From the line containing "Task: locate the medal" down to the last line of the records below, copy every line exactly. Leave out everything before it.

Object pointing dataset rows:

◆ ◆ ◆ ◆ ◆

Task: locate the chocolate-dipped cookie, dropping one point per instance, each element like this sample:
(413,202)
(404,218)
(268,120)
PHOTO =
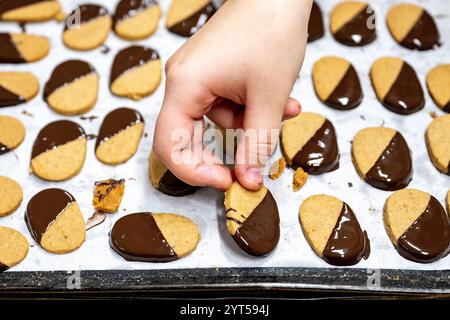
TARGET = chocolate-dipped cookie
(252,219)
(136,19)
(382,158)
(55,221)
(12,133)
(397,86)
(86,27)
(438,83)
(417,225)
(154,237)
(412,27)
(135,73)
(72,88)
(22,47)
(119,136)
(309,141)
(186,17)
(353,23)
(29,10)
(165,181)
(59,151)
(336,83)
(13,248)
(332,230)
(437,139)
(316,29)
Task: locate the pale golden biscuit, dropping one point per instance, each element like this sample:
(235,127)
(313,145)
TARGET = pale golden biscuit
(12,133)
(11,196)
(13,248)
(181,233)
(438,83)
(438,142)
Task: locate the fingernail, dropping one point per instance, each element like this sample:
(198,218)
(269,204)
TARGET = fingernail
(254,175)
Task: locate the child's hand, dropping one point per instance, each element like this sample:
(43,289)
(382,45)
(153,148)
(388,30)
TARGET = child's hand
(249,53)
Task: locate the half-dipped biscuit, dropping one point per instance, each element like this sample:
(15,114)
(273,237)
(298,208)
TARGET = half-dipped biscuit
(136,19)
(309,141)
(22,47)
(154,237)
(12,133)
(437,139)
(165,181)
(438,83)
(417,225)
(13,248)
(412,27)
(397,86)
(186,17)
(119,136)
(332,230)
(55,221)
(59,151)
(136,72)
(353,23)
(29,10)
(72,88)
(336,83)
(86,27)
(252,219)
(382,158)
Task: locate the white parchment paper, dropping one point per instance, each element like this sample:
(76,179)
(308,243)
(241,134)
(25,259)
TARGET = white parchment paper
(217,249)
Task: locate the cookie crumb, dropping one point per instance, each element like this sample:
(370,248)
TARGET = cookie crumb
(300,178)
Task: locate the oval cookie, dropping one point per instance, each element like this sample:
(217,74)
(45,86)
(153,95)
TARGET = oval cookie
(135,73)
(353,23)
(86,27)
(397,86)
(438,83)
(59,151)
(55,221)
(72,88)
(186,17)
(336,83)
(13,248)
(12,133)
(22,47)
(412,27)
(165,181)
(136,19)
(417,225)
(332,230)
(382,158)
(252,219)
(29,10)
(119,136)
(437,139)
(11,196)
(154,237)
(309,141)
(316,29)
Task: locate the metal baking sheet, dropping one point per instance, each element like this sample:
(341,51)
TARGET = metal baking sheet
(218,259)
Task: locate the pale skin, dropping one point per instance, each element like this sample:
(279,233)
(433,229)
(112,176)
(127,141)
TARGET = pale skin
(249,53)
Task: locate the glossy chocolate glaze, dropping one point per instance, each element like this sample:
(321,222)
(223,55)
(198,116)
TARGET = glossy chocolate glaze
(116,121)
(56,134)
(321,153)
(347,244)
(136,237)
(130,58)
(66,73)
(428,238)
(44,208)
(393,170)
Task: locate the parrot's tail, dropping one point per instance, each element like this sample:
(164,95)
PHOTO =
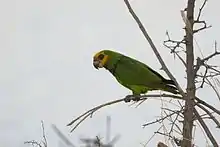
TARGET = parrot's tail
(170,82)
(171,87)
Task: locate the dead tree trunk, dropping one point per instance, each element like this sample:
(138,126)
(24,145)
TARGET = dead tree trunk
(189,103)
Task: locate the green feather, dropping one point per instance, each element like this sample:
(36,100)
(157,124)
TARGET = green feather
(136,75)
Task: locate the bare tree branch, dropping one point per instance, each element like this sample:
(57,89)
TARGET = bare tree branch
(206,129)
(147,37)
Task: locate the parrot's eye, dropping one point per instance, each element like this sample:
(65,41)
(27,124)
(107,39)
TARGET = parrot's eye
(101,56)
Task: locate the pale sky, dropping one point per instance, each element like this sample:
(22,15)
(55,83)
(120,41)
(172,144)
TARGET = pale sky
(47,74)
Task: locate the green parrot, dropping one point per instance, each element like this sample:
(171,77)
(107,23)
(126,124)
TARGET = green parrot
(133,74)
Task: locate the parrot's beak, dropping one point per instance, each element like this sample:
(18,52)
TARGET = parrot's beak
(96,63)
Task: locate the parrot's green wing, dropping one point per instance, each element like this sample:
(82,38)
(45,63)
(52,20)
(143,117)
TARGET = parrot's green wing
(139,77)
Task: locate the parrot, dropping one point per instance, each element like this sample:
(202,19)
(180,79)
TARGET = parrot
(132,74)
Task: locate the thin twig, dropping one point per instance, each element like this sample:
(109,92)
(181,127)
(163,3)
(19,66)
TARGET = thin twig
(206,129)
(210,114)
(91,111)
(164,67)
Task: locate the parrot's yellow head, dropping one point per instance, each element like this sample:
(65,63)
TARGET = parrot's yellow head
(100,59)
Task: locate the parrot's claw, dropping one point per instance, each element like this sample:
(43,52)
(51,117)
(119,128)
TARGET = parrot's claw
(128,98)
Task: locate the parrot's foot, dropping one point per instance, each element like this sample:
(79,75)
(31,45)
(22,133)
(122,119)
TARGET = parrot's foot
(128,98)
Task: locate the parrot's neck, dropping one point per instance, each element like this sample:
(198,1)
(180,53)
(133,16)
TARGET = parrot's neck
(112,68)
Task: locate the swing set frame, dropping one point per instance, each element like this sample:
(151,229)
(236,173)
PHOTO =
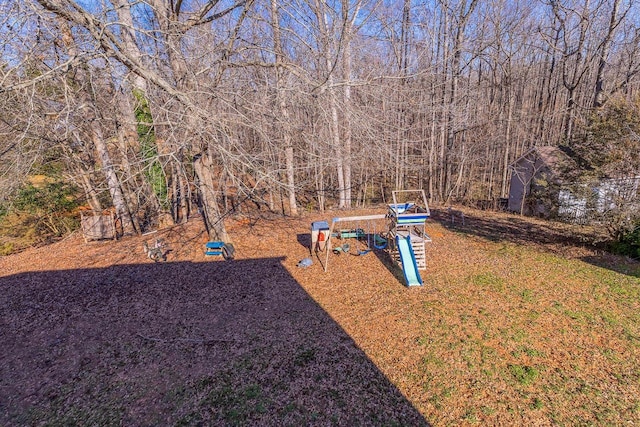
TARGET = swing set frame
(337,220)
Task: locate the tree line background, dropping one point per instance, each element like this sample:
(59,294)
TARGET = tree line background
(163,108)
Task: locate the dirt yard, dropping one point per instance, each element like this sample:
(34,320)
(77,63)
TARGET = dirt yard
(519,322)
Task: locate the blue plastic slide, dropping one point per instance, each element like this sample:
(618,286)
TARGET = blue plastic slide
(408,259)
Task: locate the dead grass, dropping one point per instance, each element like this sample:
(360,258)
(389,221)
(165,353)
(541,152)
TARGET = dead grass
(519,322)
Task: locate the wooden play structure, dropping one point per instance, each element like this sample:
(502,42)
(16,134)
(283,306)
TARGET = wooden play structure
(401,232)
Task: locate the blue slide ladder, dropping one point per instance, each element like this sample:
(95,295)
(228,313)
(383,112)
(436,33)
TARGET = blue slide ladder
(408,260)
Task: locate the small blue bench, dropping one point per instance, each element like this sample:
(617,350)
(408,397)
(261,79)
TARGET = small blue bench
(220,248)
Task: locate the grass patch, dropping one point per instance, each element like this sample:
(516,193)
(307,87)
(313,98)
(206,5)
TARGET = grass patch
(524,375)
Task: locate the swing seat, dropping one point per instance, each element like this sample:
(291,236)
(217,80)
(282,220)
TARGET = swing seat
(379,242)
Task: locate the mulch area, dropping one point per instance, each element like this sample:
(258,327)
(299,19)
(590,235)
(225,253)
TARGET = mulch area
(100,333)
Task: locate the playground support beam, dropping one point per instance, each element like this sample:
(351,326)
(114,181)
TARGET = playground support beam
(345,219)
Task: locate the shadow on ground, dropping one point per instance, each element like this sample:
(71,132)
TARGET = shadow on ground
(216,343)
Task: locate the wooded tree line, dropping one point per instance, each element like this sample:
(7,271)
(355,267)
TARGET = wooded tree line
(182,105)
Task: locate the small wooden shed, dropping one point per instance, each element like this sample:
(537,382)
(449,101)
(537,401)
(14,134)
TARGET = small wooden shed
(98,227)
(538,169)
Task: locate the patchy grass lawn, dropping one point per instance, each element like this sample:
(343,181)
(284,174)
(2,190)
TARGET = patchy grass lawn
(519,322)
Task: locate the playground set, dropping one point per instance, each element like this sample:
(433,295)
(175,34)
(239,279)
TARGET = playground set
(400,231)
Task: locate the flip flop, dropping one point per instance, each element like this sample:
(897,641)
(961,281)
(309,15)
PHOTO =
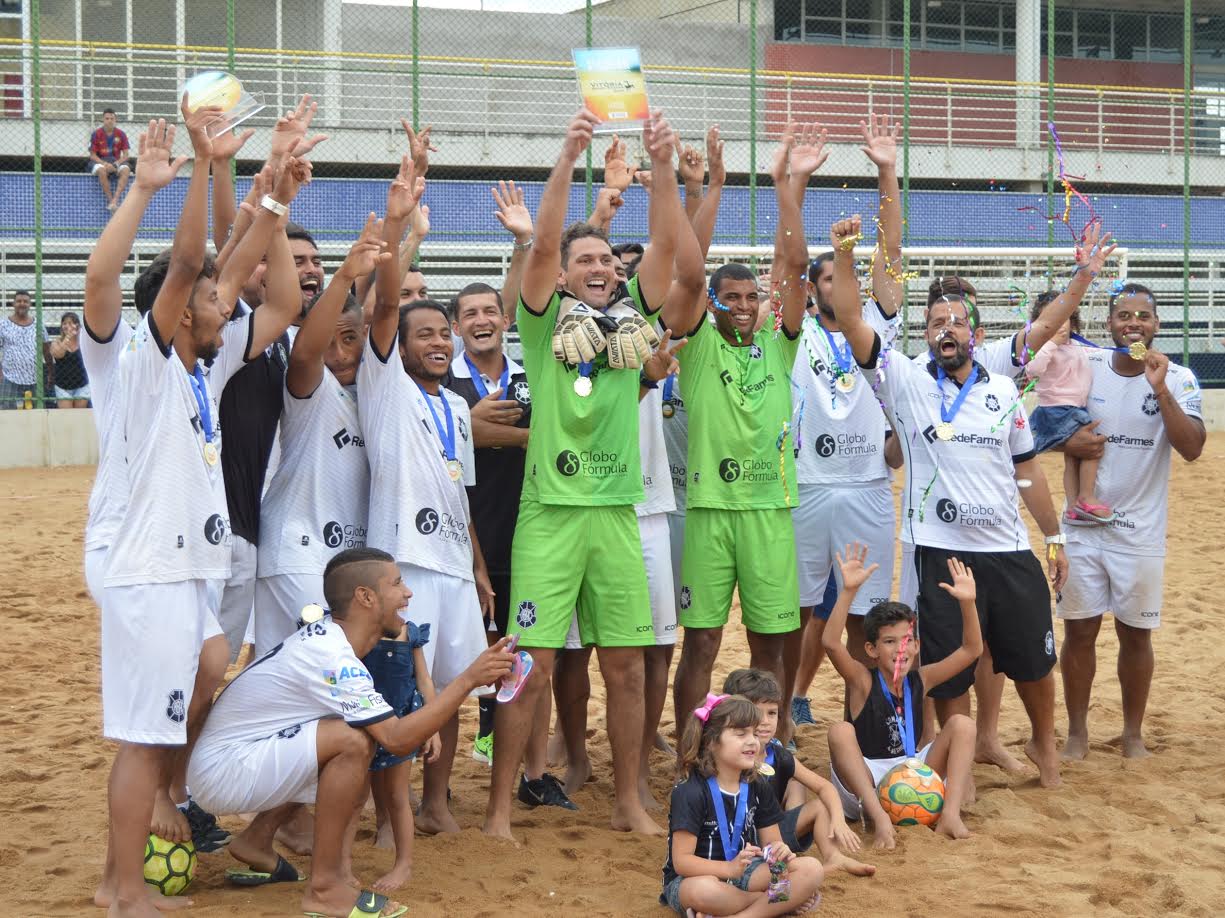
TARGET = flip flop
(283,872)
(513,683)
(369,903)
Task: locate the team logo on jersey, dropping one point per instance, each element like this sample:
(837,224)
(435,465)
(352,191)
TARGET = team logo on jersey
(428,521)
(526,614)
(214,530)
(177,706)
(333,533)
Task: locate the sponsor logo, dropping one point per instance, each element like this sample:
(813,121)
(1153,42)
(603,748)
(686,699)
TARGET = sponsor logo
(526,614)
(177,706)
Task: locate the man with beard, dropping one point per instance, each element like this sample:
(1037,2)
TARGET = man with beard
(1147,407)
(967,443)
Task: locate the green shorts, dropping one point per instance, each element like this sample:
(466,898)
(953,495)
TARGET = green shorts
(578,558)
(751,548)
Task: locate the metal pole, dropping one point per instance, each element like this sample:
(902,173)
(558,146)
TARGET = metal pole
(1186,183)
(752,121)
(36,98)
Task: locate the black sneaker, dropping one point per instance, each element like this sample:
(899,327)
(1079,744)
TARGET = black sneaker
(545,791)
(206,835)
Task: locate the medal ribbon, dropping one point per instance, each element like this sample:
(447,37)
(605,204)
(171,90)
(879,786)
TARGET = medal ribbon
(201,392)
(448,438)
(479,383)
(736,835)
(947,412)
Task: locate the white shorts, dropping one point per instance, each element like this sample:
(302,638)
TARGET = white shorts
(151,640)
(96,572)
(657,555)
(829,517)
(278,606)
(908,586)
(851,808)
(450,607)
(238,596)
(256,776)
(1100,581)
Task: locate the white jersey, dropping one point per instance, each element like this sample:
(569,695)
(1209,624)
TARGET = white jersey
(312,674)
(961,494)
(655,473)
(317,501)
(417,512)
(175,525)
(1133,478)
(839,435)
(109,493)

◆ ◆ ◆ ◆ ◆

Exercise answer:
Task: locate the medal ribbon, dropping one point per instance, each element like this sample:
(447,37)
(605,204)
(171,90)
(879,786)
TARGET = medal ribbon
(201,392)
(448,438)
(479,383)
(736,835)
(947,412)
Task: locate the white shorts, dropping one point per instance, each element like this sample:
(302,638)
TARGET = white shorts
(151,640)
(96,572)
(657,555)
(829,517)
(278,606)
(908,586)
(851,808)
(450,607)
(238,596)
(256,776)
(1100,581)
Task: locate the white jersey, dropping one point per instance, each element like this sample:
(569,695)
(1209,624)
TARGET = white jersey
(312,674)
(961,494)
(655,473)
(317,501)
(417,512)
(175,525)
(1133,478)
(839,435)
(109,493)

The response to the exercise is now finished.